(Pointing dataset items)
· · · · ·
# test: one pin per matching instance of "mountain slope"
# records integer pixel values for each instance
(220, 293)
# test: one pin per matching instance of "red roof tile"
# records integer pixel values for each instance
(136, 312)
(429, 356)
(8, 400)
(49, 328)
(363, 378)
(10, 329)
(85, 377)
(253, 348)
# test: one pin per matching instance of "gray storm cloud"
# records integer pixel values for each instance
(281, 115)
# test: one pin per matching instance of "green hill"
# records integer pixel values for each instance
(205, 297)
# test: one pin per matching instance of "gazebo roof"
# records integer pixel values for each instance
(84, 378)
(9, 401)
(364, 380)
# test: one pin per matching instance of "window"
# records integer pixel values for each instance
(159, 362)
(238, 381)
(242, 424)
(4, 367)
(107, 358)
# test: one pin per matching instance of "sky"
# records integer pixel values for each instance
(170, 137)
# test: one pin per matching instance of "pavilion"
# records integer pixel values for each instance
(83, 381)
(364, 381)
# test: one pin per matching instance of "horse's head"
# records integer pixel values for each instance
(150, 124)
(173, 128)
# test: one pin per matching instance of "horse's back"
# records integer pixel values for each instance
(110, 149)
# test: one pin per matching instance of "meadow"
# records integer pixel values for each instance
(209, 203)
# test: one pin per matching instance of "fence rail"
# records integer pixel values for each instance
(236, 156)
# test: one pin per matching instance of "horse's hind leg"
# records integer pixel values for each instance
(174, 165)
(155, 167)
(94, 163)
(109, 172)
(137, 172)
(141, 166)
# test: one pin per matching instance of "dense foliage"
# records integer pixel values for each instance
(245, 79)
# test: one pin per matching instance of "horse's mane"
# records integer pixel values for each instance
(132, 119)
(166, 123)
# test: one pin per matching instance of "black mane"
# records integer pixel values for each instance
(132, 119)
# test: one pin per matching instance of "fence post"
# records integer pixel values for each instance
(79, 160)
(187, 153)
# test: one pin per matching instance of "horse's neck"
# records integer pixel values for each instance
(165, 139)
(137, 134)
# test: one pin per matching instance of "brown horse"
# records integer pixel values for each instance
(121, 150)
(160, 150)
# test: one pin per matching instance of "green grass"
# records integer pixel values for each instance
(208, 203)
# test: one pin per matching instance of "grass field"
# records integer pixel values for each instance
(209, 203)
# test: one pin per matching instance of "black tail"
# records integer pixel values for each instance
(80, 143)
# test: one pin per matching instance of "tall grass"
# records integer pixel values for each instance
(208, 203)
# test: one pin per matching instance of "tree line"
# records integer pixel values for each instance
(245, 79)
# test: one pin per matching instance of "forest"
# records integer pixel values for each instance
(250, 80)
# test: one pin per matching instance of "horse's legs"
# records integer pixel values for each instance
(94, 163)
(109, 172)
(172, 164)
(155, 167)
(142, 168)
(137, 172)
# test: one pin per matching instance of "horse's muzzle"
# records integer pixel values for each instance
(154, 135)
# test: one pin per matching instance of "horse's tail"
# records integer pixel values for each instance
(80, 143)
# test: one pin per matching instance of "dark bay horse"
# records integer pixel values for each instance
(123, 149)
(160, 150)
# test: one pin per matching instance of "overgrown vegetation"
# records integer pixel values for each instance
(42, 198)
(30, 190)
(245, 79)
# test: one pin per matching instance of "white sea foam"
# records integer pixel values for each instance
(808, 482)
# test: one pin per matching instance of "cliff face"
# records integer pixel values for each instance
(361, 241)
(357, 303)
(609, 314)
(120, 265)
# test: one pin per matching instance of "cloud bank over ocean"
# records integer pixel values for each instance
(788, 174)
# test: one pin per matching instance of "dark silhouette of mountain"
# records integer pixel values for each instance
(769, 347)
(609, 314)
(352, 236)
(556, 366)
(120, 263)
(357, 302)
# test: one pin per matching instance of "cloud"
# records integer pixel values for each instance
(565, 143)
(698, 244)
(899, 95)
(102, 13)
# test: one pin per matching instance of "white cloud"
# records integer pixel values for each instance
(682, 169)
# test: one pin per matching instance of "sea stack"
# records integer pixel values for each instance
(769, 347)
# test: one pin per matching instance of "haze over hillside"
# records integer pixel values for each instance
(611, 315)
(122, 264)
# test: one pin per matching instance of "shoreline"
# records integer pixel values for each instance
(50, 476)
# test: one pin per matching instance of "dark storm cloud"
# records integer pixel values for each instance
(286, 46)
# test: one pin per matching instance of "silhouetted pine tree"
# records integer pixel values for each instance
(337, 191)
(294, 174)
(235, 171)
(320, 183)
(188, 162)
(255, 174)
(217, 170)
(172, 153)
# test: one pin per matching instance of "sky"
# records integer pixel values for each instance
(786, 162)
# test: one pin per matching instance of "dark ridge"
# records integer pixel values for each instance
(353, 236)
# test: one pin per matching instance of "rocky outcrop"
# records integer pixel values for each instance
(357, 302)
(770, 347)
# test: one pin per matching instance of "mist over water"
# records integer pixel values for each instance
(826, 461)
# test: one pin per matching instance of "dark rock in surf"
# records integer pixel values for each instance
· · · · ·
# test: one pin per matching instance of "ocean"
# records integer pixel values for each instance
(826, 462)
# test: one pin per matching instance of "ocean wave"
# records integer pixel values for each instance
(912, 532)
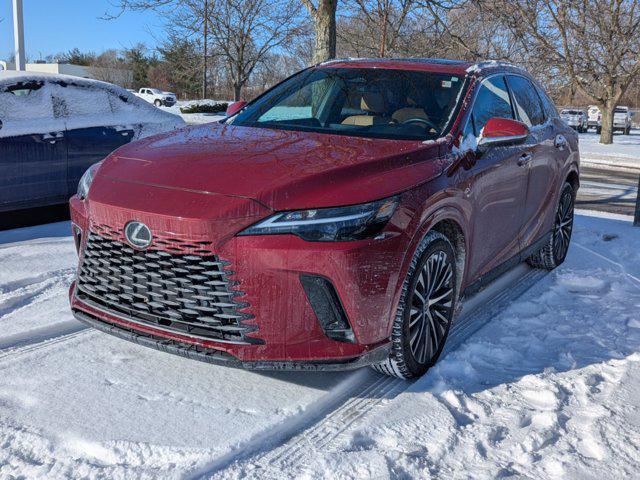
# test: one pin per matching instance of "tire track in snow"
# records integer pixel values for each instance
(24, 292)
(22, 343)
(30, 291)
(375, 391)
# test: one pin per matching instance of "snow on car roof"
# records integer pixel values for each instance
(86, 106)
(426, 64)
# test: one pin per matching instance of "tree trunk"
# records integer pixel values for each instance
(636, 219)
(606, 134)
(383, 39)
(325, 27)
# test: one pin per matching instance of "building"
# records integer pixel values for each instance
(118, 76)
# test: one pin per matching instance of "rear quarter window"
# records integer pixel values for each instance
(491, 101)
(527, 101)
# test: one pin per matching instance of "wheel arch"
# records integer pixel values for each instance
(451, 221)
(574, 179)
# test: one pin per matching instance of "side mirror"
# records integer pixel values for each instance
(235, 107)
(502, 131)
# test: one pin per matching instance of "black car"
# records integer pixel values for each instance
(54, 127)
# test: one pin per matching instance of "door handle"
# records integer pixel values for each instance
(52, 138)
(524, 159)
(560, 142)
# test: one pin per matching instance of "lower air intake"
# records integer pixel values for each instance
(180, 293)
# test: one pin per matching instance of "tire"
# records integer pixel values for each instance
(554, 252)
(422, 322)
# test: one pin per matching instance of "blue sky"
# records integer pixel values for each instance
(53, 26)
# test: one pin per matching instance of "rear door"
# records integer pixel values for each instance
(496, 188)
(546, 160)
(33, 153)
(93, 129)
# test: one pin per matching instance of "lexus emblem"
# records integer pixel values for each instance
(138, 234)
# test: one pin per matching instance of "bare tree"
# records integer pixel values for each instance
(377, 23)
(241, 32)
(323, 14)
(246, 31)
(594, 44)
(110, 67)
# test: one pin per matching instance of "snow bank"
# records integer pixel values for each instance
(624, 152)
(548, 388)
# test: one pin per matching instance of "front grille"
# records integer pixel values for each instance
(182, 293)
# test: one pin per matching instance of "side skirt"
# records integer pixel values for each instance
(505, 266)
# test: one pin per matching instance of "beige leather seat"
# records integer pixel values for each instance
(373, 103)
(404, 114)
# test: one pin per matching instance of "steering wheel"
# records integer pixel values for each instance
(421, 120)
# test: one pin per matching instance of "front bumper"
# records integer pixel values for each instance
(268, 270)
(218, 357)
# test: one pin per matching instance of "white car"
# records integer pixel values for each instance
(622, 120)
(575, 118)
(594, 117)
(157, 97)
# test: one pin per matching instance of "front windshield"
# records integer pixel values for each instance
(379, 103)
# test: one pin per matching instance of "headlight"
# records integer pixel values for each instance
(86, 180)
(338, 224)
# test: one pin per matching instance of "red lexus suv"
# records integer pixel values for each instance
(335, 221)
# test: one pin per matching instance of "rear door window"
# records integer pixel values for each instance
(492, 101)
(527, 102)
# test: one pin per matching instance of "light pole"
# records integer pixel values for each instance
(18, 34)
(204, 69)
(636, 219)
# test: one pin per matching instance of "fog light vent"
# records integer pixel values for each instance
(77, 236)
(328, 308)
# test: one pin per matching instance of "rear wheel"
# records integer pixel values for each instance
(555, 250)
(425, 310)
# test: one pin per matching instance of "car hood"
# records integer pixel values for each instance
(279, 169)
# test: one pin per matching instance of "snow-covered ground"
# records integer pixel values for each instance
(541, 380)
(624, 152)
· · · · ·
**Written request**. Count the lines of the items above that contain the string "grass", treating case as significant. Give only the number.

**Complete response**. 3